June 24th, 2024

Light nuisance bylaw would be a win for all


By Letter to the Editor on June 12, 2021.

Editor:
Spring and summer are seasons we most associate with birds, bees and the beauty of nature. The problem is we’re seeing far fewer of these and other creatures with each passing year. Driving species to decline or extinction is alarming not only because the beauty of nature is vanishing before our eyes but our very survival is threatened given that without pollinators food security is at risk.
Small actions to protect nature can make a huge difference and one of the best actions our city can take is to install a ‘light nuisance’ bylaw.
Light pollution, along with pesticides and herbicides, is a major driver of pollinator decline (including birds and other creatures).
In an article published by ‘The Land Between’ it states “an estimated 80 per cent of the Earth’s population is affected by light pollution … most of us are lucky enough to be able to go inside, close the blinds, and turn off the lights when it’s time to sleep. The plants and animals living outside however do not have this luxury. Instead, they are forced to live in a state of never-ending daylight…”

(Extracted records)
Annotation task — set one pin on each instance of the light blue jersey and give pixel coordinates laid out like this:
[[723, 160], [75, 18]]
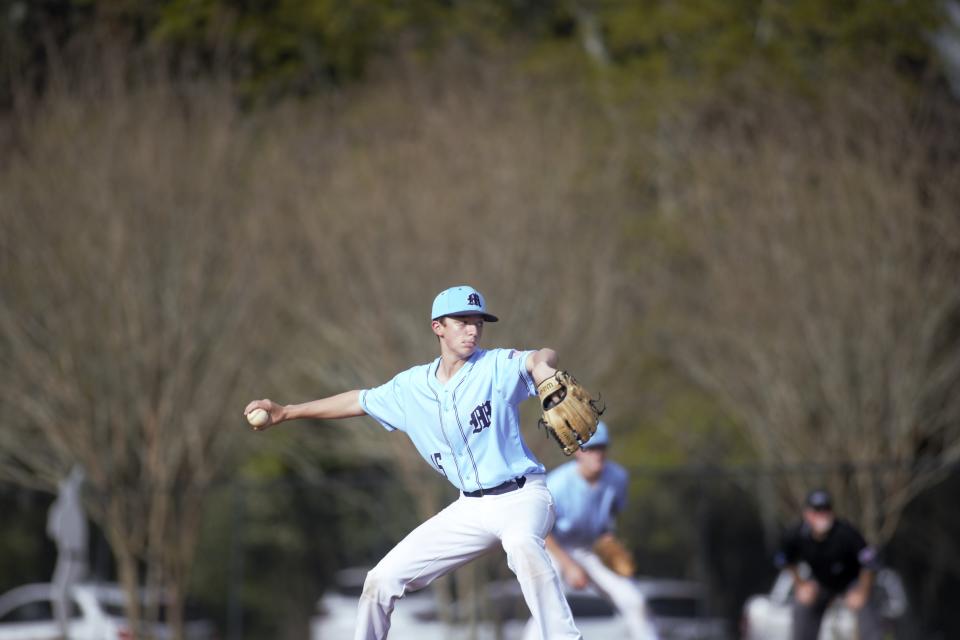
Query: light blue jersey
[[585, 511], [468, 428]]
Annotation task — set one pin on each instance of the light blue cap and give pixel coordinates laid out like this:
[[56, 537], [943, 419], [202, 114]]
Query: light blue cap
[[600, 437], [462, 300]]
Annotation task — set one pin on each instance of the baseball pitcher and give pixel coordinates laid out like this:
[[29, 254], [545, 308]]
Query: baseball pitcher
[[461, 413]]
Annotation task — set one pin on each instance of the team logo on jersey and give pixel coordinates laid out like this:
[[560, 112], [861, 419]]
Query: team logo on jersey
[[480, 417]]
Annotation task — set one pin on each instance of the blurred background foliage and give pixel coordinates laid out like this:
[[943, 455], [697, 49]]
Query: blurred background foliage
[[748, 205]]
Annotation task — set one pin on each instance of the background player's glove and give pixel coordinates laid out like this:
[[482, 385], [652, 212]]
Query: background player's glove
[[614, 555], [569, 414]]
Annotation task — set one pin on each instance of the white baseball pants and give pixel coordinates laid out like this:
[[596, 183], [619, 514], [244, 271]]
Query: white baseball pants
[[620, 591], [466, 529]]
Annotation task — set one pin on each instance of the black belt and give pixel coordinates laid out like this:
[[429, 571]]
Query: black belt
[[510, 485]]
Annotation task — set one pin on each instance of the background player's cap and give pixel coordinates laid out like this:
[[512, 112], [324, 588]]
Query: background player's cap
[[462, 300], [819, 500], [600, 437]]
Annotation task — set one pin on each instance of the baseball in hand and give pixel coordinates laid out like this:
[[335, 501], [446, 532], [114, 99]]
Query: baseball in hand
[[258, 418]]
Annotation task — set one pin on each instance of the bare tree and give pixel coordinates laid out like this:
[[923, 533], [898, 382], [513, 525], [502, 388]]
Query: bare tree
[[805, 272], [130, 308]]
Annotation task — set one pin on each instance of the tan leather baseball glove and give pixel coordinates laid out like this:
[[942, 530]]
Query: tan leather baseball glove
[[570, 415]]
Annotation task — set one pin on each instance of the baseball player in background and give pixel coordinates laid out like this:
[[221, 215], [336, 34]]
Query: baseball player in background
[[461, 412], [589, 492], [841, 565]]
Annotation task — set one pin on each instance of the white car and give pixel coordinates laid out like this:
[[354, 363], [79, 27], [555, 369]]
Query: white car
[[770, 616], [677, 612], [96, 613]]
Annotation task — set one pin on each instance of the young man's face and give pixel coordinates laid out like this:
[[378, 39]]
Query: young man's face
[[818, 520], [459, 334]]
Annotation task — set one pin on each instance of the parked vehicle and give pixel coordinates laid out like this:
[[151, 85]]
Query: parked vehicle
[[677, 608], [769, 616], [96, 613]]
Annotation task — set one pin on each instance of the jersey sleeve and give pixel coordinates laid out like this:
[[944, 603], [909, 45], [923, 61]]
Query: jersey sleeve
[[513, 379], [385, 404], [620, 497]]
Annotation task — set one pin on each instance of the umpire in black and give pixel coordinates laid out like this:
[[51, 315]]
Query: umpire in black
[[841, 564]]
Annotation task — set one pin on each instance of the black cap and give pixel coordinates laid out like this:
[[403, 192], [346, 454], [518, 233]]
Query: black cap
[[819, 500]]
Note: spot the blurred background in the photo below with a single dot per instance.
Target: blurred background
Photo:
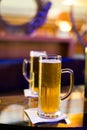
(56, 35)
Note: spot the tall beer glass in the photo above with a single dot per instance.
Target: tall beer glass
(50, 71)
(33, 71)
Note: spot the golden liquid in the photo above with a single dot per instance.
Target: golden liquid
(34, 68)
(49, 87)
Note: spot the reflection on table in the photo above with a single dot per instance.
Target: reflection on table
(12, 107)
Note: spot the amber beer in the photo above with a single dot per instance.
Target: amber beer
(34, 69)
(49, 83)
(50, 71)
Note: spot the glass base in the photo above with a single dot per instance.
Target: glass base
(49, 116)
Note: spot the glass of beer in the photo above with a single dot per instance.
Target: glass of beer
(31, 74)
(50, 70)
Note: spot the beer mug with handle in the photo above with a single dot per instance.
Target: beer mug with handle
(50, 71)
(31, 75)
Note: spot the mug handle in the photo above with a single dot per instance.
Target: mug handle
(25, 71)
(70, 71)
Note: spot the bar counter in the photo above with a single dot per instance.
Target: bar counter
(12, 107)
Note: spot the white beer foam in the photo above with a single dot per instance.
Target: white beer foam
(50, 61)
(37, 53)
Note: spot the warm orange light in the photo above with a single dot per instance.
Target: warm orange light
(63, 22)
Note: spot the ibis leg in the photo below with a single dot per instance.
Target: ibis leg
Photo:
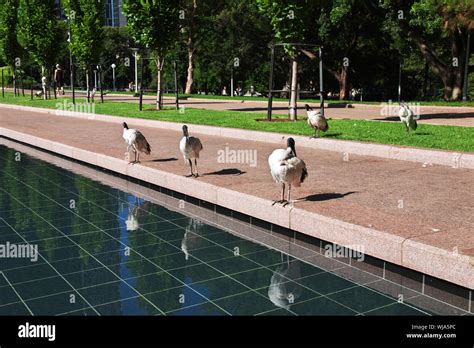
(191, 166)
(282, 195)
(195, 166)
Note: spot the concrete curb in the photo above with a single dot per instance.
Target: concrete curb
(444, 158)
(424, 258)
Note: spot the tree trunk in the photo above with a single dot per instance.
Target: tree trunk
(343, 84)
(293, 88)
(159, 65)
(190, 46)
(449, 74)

● **EXERCISE INSTRUCTIONS**
1. Using the letter on the light nuisance bylaw, decide whether each statement below agrees with it: (a) the letter names light pollution, together with pesticides and herbicides, as a major driver of pollinator decline; (b) the article it quotes puts the share of the Earth's population affected by light pollution at an estimated 60 per cent; (c) the letter proposes that the city install a "light nuisance" bylaw. Answer yes or no for each and quote the words of the letter that settle it.
2. Pick up the letter on the light nuisance bylaw after its final sentence and carry it forward.

● **FINAL RESULTS**
1.
(a) Yes: "Light pollution, along with pesticides and herbicides, is a major driver of pollinator decline"
(b) No: "an estimated 80 per cent of the Earth’s population is affected by light pollution"
(c) Yes: "one of the best actions our city can take is to install a ‘light nuisance’ bylaw"

2.
The importance of darkness cannot be overstated. Every living thing from bees to people need darkness – for only in darkness are beneficial hormones for health and wellbeing produced; is safety provided for creatures; predation mitigated and reproduction ensured.
A light nuisance bylaw would go a long way towards restoring nature as no other. It would give citizens the means to play a vital role in protecting nature.
It would also grant them the right to the enjoyment of their personal spaces (i.e. stopping light from streaming into the interior of their homes). Intrusive light trespassing on to personal property could finally be addressed much like an existing bylaw for loud music or barking dogs.
Recall the days when dogs ran at large – no licence was required – nothing was in place to deter an owner from stopping their pet barking day and night. It’s only by token of bylaws does society benefit.
Few inventions have altered and transformed society more than man-made light. While we know the benefits; we’re aware more than ever of the harm uncontrolled lights bring.
The good news is that light pollution is about the easiest form of pollution to control.
All that’s required is to place a shield over the light so the light is directed to shine down to where it’s needed (task lighting) rather than in all directions.
Better yet is to use properly angled motion sensors. Please take a moment and call the City to advocate for a ‘light nuisance’ bylaw – it would be a win-win for citizens and for nature.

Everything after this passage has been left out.